EJERCICIOS PROPUESTOS:
**a.** Responde a estas preguntas sobre el extracto acerca de las personas sin hogar en Santo Domingo:
(i) ¿Por qué avenida pasa el trayecto matutino que se describe?
(ii) ¿Dónde yace la otra cara de la ciudad, según el primer párrafo?
(iii) ¿Qué ofrecen las redes de albergues de otras naciones?
**b.** Reescribe de forma más breve el párrafo del extracto que comienza con «Lo más desgarrador no es solo» y conserva sus datos principales.

EXTRACTO DEL DOCUMENTO:
================================
Por Brita Feliz
Cada amanecer en Santo Domingo tiene dos caras. Una es la que conocemos: el bullicio imparable, el río de acero y humo de miles de vehales que inunda las avenidas, la prisa de una ciudad que se despereza hacia el progreso. La otra yace quieta, casi invisible para quien no quiere ver, en las aceras, los parques y los umbrales de los comercios. Es la cara de aquellos para quienes la ciudad no es un hogar, sino un frío y duro refugio.
Mi trayecto matutino por la avenida Duarte es un recordatorio diario de esta fractura. Mientras el semáforo se pone en rojo, la mirada se escapa hacia la figura envuelta en cartones bajo un puente, o la silueta solitaria de un anciano que hace de un banco de cemento su cama. No son espectros; son hombres, mujeres, ancianos. Sus nombres se han perdido en el anonimato, pero su presencia es una herida abierta en el corazón de nuestra capital.
Lo más desgarrador no es solo la falta de un techo. Es la sistemática erosión de la dignidad. He leído y visto cómo en otras naciones, incluso con lo complejo que es el problema, existen redes de albergues que ofrecen una cama, una comida caliente, un respiro. Aquí, sin embargo, la indiferencia parece ser la política de estado predominante. La falta de voluntad política no es una frase abstracta; tiene el rostro concreto de una persona durmiendo a la intemperie, noche tras noche, bajo la indiferencia de nuestros gobernantes.
================================
DATOS MOSTRADOS:
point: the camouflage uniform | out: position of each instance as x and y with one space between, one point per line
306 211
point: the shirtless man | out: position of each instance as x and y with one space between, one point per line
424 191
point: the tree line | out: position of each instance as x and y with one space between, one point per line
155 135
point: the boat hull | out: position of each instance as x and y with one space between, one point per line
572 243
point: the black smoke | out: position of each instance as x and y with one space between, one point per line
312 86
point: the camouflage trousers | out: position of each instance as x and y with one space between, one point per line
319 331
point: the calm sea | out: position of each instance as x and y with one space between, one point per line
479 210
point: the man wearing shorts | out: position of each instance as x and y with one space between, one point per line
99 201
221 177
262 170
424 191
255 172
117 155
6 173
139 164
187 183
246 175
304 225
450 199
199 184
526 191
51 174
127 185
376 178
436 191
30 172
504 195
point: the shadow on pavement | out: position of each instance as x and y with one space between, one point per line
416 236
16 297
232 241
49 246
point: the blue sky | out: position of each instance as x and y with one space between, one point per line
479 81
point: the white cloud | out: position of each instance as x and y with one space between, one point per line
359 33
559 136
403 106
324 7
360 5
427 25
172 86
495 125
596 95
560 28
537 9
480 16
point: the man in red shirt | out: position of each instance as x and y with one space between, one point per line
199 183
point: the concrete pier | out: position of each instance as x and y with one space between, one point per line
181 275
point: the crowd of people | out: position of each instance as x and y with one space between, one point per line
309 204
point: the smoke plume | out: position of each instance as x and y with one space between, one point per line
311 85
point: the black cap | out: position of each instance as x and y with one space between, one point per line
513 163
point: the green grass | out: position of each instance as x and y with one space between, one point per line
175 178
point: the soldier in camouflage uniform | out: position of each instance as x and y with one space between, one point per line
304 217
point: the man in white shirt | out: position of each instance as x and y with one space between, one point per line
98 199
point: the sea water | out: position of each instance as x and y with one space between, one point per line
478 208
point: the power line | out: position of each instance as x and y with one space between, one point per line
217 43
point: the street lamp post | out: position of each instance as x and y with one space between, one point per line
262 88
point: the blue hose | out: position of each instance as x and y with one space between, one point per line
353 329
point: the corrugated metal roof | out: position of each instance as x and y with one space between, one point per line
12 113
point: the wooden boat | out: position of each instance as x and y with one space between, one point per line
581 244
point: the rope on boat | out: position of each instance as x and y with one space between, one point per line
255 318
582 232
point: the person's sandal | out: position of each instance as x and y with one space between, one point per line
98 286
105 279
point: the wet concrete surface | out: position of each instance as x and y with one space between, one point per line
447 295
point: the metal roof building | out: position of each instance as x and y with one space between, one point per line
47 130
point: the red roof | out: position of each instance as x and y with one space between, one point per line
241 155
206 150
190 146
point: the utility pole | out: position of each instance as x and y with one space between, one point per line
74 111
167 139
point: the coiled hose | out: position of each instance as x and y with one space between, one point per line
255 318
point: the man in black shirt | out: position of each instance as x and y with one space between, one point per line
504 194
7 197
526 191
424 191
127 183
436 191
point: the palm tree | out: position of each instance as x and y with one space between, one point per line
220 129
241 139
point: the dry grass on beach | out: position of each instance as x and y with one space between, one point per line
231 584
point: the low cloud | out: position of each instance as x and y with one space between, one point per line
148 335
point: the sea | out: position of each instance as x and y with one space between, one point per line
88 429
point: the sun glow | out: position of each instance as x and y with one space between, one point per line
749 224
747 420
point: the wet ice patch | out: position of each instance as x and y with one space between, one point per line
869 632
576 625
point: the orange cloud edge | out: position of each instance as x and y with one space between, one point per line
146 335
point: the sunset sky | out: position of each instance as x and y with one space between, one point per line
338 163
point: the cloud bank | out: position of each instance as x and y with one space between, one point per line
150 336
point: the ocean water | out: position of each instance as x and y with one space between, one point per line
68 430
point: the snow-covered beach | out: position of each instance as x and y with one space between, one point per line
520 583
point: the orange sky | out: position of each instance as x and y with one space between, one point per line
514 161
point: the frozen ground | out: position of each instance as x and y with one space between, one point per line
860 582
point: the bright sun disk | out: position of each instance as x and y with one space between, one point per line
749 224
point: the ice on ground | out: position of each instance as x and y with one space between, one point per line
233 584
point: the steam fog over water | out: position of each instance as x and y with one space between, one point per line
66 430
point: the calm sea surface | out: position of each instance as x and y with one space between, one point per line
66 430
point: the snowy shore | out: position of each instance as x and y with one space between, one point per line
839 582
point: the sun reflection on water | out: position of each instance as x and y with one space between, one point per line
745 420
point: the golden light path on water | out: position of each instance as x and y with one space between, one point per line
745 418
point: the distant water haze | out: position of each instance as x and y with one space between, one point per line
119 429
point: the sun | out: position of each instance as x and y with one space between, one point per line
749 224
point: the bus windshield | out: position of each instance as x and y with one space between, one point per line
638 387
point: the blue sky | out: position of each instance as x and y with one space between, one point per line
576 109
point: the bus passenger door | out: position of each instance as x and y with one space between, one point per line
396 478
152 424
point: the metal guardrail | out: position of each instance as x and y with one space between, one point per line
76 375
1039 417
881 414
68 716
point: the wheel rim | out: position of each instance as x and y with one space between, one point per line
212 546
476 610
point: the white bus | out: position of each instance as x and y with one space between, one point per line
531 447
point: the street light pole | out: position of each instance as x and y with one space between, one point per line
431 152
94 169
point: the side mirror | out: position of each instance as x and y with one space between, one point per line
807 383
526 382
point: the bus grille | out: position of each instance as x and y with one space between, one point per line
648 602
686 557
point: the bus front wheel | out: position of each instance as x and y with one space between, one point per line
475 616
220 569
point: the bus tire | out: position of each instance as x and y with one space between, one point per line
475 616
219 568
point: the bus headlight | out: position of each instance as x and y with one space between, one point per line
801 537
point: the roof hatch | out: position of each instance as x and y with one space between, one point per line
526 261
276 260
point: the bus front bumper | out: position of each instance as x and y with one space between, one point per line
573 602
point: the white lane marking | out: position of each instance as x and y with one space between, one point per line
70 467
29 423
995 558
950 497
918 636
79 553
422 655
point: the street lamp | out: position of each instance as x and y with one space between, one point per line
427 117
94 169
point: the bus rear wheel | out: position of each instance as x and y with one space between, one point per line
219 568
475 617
================================
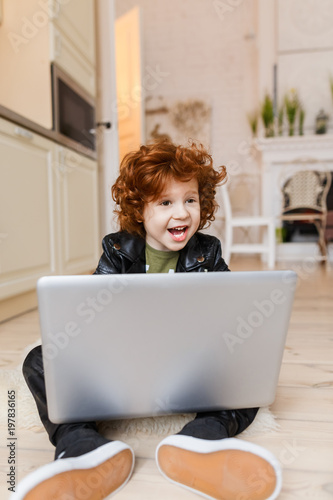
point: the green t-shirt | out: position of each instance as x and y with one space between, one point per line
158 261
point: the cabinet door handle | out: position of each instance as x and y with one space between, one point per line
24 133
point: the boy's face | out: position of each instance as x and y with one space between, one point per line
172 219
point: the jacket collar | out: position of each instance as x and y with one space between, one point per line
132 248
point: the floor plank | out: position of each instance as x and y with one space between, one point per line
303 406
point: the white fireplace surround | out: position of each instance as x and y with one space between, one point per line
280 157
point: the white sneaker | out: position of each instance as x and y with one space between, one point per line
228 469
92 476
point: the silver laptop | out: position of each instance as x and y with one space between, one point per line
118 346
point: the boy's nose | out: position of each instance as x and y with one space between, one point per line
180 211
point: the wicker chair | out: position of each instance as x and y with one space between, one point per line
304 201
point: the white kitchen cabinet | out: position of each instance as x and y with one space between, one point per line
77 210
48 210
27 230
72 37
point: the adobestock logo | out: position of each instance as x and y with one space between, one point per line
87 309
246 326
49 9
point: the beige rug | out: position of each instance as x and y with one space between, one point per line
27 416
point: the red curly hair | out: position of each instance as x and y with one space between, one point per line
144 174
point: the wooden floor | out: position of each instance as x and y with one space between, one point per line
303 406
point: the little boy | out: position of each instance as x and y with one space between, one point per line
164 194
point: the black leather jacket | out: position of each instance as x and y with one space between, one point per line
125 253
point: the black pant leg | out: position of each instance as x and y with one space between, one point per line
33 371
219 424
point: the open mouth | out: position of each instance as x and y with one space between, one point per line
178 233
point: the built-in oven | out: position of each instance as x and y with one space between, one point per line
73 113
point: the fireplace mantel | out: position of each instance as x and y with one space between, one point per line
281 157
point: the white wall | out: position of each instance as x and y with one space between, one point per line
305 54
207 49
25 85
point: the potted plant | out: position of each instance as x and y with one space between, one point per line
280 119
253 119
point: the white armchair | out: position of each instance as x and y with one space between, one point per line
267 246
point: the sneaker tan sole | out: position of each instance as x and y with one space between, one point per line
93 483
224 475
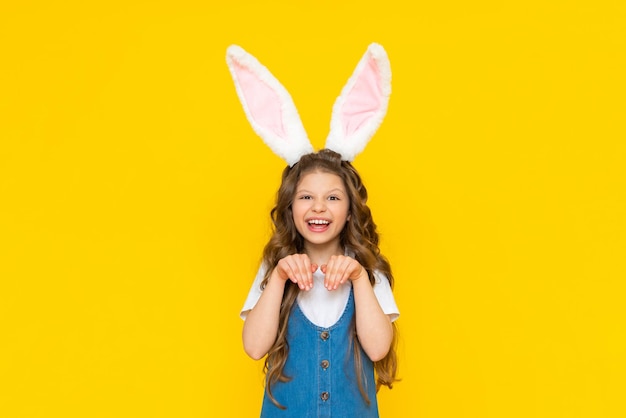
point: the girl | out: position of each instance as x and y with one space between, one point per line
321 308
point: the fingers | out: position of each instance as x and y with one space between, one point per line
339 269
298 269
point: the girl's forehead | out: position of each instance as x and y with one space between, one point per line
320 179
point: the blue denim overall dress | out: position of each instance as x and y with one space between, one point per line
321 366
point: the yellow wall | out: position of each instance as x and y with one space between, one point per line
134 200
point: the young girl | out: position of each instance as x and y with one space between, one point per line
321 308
================================
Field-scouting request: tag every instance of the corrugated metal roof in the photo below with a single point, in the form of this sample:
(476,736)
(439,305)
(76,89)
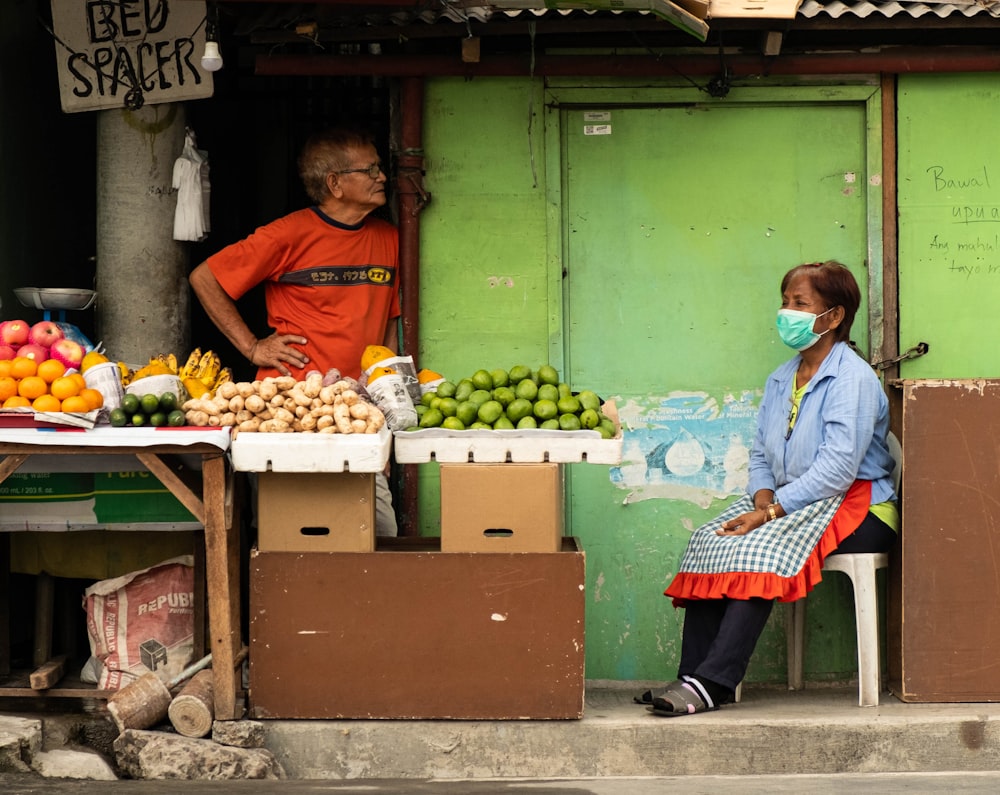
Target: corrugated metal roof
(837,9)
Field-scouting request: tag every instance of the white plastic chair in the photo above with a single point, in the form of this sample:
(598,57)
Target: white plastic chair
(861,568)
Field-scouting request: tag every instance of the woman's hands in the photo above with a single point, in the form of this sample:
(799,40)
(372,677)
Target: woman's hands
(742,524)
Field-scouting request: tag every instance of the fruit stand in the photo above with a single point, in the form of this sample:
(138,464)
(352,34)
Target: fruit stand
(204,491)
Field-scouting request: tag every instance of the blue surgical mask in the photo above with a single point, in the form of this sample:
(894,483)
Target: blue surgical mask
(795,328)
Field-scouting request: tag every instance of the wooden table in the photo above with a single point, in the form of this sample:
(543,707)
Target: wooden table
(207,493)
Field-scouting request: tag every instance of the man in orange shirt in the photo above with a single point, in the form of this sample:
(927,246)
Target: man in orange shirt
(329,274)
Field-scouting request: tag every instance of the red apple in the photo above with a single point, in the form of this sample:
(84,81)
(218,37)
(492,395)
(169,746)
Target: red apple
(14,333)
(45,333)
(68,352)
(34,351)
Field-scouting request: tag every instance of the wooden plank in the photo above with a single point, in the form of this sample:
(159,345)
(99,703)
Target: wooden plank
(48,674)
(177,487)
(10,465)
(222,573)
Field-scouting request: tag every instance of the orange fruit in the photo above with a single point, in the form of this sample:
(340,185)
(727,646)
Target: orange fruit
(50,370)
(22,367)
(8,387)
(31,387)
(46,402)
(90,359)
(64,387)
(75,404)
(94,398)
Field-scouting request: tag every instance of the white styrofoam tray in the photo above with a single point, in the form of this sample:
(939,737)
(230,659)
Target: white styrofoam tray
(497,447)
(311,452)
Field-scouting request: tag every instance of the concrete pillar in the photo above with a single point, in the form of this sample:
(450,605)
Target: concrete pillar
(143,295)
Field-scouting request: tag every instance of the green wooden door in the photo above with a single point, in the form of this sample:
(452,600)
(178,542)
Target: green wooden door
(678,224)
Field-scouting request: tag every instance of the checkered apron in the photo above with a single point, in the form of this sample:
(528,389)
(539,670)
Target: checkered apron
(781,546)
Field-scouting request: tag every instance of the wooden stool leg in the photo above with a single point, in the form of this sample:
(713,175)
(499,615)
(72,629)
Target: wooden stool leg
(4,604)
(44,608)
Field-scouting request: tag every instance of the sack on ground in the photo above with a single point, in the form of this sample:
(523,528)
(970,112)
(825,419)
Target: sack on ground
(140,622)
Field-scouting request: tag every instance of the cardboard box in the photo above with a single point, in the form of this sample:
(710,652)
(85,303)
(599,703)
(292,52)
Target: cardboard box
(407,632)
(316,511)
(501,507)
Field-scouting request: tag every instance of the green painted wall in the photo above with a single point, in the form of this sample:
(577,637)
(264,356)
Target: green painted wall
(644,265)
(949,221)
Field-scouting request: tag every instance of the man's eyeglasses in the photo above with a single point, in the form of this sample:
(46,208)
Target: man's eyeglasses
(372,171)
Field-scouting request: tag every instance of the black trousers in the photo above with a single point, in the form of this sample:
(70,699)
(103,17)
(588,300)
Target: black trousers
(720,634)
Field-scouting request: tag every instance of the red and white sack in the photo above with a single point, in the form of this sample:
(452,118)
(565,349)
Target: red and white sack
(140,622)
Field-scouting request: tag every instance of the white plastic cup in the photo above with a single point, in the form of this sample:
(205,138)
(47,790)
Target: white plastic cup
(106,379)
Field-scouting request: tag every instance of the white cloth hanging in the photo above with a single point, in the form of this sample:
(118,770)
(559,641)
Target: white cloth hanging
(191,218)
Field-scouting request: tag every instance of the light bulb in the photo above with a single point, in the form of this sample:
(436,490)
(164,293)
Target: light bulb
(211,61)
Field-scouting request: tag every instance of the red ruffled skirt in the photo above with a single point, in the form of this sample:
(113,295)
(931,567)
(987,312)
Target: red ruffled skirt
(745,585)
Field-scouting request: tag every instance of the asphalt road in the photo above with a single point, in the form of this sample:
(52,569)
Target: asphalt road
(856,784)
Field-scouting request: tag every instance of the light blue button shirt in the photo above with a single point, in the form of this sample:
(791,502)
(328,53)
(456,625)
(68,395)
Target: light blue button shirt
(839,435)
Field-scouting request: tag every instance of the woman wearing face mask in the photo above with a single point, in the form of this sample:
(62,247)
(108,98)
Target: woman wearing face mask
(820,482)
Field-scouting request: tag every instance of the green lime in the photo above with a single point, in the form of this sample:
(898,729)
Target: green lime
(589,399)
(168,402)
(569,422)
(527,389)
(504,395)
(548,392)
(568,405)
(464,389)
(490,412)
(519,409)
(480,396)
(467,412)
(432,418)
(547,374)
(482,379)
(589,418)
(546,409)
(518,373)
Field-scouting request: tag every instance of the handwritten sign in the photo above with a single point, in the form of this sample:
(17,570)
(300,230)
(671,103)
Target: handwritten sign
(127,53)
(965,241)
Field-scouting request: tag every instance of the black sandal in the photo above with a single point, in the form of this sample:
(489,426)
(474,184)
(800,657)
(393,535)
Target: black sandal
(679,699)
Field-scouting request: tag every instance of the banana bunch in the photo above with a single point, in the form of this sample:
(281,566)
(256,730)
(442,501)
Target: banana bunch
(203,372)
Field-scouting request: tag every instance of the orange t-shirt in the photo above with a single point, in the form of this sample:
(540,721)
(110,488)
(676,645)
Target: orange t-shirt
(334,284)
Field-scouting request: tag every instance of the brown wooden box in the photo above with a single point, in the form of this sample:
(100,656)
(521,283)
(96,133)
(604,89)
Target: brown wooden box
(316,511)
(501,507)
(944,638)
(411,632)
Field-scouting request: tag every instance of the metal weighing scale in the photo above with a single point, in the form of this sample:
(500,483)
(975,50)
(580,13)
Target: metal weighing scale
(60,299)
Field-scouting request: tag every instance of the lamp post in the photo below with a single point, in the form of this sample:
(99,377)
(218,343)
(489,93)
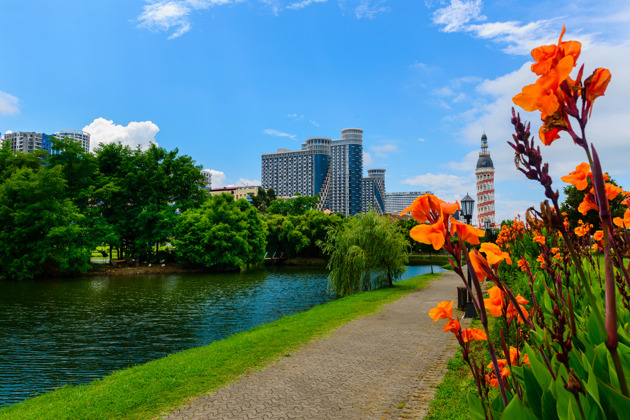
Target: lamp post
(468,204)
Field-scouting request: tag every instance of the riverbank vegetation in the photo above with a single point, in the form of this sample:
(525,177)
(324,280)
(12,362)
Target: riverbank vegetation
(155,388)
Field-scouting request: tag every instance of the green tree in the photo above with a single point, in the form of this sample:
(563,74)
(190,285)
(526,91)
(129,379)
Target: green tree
================================
RESPUESTAS POR EJERCICIO:
**a.**
(i) Por la avenida Duarte.
(ii) En las aceras, los parques y los umbrales de los comercios.
(iii) Una cama, una comida caliente y un respiro.

**b.** Lo más desgarrador no es solo la falta de techo, sino la erosión sistemática de la dignidad. En otras naciones hay redes de albergues que ofrecen cama, comida caliente y un respiro. Aquí, en cambio, la indiferencia parece ser la política de estado predominante. La falta de voluntad política se ve en personas que duermen a la intemperie noche tras noche, ante la indiferencia de los gobernantes.